Exercise details
Below are the entries; output exactly the lines from the one containing "subject: white rope" through the final line, inclusive.

◇ ◇ ◇

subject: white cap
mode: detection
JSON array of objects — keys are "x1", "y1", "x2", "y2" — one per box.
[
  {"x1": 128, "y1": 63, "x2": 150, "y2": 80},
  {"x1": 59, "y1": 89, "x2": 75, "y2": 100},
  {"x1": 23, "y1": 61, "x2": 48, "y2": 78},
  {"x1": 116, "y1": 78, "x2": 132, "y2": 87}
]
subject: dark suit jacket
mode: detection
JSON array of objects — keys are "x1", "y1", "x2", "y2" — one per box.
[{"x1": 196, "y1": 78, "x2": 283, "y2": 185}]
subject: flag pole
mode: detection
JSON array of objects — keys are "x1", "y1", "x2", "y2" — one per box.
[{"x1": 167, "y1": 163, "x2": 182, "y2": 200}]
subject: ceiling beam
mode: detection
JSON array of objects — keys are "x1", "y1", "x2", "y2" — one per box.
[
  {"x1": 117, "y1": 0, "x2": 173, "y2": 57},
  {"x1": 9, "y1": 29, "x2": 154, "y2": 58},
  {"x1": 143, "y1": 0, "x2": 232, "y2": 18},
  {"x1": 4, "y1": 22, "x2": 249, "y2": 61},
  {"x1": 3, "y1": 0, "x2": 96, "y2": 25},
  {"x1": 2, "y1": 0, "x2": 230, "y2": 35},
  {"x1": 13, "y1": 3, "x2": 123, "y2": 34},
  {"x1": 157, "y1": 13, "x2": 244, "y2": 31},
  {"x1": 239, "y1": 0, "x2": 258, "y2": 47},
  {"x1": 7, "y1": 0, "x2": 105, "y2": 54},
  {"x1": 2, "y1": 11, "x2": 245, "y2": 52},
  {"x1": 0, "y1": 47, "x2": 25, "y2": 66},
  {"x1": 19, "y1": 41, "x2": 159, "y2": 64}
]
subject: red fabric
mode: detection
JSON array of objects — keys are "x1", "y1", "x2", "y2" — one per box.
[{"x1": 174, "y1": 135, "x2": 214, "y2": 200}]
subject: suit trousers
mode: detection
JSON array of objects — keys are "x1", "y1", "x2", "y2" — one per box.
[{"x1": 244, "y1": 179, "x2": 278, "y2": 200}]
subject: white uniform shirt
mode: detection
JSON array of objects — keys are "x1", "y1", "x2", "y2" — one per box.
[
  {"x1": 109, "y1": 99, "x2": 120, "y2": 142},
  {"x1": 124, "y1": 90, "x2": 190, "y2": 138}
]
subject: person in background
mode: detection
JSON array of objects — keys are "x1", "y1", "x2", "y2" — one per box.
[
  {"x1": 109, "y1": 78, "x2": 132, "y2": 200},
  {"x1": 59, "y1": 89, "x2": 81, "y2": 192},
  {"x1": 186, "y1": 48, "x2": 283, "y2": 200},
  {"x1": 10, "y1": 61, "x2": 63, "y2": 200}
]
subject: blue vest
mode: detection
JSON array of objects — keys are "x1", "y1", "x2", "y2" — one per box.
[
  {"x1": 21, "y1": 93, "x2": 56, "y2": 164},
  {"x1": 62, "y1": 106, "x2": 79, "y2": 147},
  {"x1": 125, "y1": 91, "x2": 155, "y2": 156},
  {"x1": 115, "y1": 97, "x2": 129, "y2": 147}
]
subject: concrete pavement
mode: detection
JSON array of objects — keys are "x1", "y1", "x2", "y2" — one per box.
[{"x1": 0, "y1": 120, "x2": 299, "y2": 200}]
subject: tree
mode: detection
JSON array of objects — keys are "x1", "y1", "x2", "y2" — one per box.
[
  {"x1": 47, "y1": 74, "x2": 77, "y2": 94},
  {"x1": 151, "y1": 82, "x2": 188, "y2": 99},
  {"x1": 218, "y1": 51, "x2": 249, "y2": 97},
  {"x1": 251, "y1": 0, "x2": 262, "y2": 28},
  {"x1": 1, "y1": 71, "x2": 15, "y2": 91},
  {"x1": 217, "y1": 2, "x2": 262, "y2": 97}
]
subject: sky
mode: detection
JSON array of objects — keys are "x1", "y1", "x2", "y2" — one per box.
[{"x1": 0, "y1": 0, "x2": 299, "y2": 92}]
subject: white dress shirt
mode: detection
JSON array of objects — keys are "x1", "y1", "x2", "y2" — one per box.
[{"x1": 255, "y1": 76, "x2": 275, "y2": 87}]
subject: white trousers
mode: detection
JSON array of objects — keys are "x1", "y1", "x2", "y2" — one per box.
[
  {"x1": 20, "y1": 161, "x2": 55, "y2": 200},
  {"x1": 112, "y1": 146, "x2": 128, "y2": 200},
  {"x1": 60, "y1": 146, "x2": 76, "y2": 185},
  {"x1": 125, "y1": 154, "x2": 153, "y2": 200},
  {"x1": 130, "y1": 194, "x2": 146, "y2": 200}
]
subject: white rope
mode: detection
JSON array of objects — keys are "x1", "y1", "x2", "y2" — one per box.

◇ ◇ ◇

Expected answer
subject: white rope
mode: detection
JSON array of objects — keys are "x1", "y1", "x2", "y2" — one per box.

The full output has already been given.